[Directions]
a) In the news excerpt on China's anti-foreign-sanctions law, which body approved the law?
b) Transcribe the portion of the news excerpt on China's anti-foreign-sanctions law between "China asserted sweeping" and "and its allies.", inclusive.

[Reading passage]
........

China asserted sweeping powers to seize assets and block business transactions in a new law intended to allow President Xi Jinping to hit back against sanctions by the U.S. and its allies.

The “anti-foreign-sanctions law” was approved by the National People’s Congress Standing Committee after the top legislative body skipped the usual procedures to pass it without public consultation. The broadly worded legislation provides “legal support for countering hegemonism and power politics, and safeguarding the interests of the country and the people,” NPC Chairman Li Zhanshu told the body’s closing meeting, according to the official Xinhua News Agency.

While the specifics—and details on how China intended to overcome American dominance of the global financial system that makes U.S. sanctions effective—remained unclear, the legislation appeared likely to put greater pressure on multinationals seeking to avoid getting caught in the tussle between the world’s two largest economies.

“This new law presents potentially irreconcilable compliance problems for foreign companies with respect to a conflict of law between foreign jurisdictions and China,” AmCham China Chairman Greg Gilligan said.

“For the NPC to rush a new law with major implications for foreign investors through the legislative process after only two readings and without an opportunity for public comment severely jeopardizes foreign investor confidence in China’s legal system,” he added.

........

[Supplied data]
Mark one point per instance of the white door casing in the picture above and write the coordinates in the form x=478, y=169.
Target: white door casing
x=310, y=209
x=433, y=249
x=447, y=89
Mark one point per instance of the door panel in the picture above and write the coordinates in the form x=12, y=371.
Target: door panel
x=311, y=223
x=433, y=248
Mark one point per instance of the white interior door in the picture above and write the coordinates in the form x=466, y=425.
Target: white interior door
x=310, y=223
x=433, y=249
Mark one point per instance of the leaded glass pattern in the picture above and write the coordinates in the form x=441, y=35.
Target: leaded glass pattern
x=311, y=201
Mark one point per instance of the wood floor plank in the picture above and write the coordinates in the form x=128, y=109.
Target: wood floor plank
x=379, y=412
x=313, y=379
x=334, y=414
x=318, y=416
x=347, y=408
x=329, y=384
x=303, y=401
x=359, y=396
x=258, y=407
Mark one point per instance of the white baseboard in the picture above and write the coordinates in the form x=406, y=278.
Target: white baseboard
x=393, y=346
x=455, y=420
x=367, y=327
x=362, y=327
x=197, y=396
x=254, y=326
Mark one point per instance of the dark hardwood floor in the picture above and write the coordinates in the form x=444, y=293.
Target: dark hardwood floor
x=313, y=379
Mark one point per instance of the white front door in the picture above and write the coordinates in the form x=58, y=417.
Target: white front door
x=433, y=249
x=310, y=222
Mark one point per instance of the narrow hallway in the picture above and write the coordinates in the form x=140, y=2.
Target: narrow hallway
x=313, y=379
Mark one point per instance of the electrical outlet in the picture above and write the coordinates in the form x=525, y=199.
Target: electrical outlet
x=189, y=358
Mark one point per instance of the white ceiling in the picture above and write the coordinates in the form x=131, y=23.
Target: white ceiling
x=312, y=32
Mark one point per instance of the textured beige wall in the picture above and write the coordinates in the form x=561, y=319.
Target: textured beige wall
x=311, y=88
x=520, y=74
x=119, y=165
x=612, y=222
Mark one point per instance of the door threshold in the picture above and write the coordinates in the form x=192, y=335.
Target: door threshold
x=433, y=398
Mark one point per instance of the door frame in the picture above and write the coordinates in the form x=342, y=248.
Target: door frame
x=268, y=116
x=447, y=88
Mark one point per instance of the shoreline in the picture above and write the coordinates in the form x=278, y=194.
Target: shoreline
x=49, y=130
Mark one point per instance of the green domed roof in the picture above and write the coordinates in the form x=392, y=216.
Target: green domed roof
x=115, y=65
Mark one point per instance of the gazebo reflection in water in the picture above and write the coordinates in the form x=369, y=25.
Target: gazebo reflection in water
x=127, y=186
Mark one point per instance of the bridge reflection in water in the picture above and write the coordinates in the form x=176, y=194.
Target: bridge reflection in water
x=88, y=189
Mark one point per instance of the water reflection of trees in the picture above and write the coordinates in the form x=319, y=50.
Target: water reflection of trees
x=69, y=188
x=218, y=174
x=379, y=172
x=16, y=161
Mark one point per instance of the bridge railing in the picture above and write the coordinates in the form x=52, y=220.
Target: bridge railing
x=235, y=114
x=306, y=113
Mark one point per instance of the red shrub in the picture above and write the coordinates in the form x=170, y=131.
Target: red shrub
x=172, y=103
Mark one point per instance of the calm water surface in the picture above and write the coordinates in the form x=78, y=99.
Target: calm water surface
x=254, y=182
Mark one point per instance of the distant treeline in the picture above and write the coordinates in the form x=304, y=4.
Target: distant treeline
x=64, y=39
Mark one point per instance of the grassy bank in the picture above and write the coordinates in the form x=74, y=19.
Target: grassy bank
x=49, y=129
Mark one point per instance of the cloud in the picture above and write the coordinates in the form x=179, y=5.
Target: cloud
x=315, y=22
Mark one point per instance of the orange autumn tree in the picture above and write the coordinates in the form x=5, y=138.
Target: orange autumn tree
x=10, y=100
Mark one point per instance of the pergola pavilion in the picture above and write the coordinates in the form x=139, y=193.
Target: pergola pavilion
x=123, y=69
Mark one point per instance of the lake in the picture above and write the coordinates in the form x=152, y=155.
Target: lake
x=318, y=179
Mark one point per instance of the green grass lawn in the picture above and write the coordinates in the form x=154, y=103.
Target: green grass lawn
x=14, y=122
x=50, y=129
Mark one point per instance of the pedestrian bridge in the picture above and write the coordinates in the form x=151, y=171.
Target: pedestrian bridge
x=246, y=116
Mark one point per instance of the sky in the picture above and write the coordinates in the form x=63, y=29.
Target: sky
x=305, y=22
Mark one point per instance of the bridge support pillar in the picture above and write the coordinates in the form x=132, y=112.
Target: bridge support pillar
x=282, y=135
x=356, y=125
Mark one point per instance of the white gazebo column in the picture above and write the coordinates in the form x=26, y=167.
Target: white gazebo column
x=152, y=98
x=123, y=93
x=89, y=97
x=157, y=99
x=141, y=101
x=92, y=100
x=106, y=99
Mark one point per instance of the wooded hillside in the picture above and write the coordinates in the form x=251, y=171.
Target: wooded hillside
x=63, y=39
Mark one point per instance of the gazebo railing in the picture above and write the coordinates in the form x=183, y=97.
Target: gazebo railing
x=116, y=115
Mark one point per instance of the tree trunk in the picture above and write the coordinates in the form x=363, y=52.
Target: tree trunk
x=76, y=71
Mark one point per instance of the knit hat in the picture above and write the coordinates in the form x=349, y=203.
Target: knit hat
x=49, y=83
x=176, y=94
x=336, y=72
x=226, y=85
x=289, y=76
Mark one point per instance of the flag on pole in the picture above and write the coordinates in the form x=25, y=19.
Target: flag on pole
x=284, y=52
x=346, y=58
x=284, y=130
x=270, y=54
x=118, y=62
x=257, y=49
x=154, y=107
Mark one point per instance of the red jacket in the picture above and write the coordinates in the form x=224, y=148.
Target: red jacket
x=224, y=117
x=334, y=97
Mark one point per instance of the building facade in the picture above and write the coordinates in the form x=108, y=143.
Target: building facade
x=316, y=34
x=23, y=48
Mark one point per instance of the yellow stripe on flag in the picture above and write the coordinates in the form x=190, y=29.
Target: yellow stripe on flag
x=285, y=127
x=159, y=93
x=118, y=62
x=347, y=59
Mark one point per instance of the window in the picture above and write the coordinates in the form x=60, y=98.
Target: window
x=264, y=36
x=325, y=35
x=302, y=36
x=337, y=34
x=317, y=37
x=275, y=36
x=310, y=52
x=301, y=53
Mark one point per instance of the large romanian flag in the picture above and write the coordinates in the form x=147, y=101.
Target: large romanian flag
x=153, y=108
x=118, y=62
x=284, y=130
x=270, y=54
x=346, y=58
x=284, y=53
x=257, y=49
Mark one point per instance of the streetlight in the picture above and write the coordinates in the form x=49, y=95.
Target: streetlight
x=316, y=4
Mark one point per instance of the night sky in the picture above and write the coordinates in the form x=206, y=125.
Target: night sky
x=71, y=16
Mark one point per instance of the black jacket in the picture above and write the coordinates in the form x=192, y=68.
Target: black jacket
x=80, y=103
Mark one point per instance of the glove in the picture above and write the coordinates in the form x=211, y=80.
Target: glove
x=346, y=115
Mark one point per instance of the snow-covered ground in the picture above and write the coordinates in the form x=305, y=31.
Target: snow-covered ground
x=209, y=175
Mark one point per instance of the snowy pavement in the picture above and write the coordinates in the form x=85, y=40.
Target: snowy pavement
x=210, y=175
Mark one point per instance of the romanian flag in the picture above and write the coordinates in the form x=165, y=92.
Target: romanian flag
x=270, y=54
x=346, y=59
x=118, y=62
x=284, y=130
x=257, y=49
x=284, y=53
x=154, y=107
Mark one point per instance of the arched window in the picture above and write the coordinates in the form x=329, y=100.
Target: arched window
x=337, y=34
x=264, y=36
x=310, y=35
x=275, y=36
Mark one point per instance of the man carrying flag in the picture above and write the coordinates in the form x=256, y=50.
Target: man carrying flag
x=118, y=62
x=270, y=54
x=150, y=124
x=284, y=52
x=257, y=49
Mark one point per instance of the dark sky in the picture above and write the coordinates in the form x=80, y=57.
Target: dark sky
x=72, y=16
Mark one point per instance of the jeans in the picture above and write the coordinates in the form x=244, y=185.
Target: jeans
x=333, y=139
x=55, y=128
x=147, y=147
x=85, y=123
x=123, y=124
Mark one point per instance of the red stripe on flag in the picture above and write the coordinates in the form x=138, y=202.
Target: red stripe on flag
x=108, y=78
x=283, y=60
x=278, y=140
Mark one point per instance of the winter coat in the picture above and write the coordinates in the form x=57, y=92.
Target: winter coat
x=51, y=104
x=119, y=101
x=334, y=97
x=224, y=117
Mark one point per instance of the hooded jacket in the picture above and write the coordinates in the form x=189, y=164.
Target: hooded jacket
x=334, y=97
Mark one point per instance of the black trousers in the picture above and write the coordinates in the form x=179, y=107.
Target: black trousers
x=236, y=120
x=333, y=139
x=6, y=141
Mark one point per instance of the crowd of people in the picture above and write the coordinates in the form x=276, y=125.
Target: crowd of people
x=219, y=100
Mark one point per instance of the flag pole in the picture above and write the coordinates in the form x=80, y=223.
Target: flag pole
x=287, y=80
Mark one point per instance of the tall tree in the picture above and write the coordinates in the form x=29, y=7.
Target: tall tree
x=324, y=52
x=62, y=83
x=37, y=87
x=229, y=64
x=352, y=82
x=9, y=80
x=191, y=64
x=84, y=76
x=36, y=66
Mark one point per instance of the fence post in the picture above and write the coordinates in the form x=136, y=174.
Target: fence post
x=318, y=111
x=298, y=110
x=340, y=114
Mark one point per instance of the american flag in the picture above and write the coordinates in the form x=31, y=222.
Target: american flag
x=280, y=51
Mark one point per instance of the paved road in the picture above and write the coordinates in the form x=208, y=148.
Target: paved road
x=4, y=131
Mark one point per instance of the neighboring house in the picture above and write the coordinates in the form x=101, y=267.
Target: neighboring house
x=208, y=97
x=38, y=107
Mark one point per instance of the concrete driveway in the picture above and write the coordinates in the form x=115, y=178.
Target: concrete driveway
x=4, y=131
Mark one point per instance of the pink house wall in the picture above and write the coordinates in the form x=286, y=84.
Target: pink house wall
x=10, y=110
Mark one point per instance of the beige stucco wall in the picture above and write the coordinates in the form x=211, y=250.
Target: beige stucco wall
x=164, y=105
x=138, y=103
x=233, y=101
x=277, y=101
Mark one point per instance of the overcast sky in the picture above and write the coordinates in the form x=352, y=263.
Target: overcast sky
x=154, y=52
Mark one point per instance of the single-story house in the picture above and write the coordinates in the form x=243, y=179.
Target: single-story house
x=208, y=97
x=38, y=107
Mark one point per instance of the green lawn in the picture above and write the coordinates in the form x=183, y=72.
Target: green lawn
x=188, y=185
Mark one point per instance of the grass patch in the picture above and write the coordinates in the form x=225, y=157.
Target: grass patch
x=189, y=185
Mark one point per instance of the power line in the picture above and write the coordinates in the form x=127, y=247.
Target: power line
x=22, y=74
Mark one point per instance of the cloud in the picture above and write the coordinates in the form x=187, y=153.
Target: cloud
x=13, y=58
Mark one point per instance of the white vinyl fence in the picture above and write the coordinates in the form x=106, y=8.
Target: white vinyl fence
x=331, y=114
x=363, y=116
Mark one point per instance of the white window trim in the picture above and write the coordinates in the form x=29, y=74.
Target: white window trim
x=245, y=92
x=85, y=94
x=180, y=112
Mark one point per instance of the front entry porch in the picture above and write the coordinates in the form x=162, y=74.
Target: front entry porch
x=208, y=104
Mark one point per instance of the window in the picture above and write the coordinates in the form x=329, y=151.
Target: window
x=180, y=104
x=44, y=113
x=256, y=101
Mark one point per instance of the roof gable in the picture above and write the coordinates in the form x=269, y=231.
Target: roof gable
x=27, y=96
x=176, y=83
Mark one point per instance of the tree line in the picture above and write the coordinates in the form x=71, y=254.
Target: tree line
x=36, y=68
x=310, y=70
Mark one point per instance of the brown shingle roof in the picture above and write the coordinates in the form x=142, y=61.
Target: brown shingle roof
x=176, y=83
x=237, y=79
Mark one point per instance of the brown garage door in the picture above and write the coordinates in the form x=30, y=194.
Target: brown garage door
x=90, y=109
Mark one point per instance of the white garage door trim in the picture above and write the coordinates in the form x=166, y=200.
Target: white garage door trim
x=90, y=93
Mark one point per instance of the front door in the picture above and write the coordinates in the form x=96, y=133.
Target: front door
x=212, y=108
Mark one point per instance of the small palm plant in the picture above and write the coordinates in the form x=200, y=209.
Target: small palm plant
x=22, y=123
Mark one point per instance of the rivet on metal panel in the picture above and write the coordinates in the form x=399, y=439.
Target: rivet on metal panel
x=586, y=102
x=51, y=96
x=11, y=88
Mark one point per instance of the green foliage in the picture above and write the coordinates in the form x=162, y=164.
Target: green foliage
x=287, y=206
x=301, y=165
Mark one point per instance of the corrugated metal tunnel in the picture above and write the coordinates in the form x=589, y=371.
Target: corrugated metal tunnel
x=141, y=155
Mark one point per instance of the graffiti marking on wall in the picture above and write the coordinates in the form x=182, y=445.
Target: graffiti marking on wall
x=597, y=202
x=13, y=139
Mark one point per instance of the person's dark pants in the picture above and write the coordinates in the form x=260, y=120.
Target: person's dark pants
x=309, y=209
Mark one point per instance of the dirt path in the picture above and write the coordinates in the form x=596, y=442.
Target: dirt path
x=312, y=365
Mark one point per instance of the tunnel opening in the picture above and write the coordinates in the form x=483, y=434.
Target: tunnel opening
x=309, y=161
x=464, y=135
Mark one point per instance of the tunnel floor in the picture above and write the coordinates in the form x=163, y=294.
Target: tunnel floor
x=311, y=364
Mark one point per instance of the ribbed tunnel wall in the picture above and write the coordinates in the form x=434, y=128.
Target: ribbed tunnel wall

........

[Answers for this exercise]
a) The National People's Congress Standing Committee

b)
China asserted sweeping powers to seize assets and block business transactions in a new law intended to allow President Xi Jinping to hit back against sanctions by the U.S. and its allies.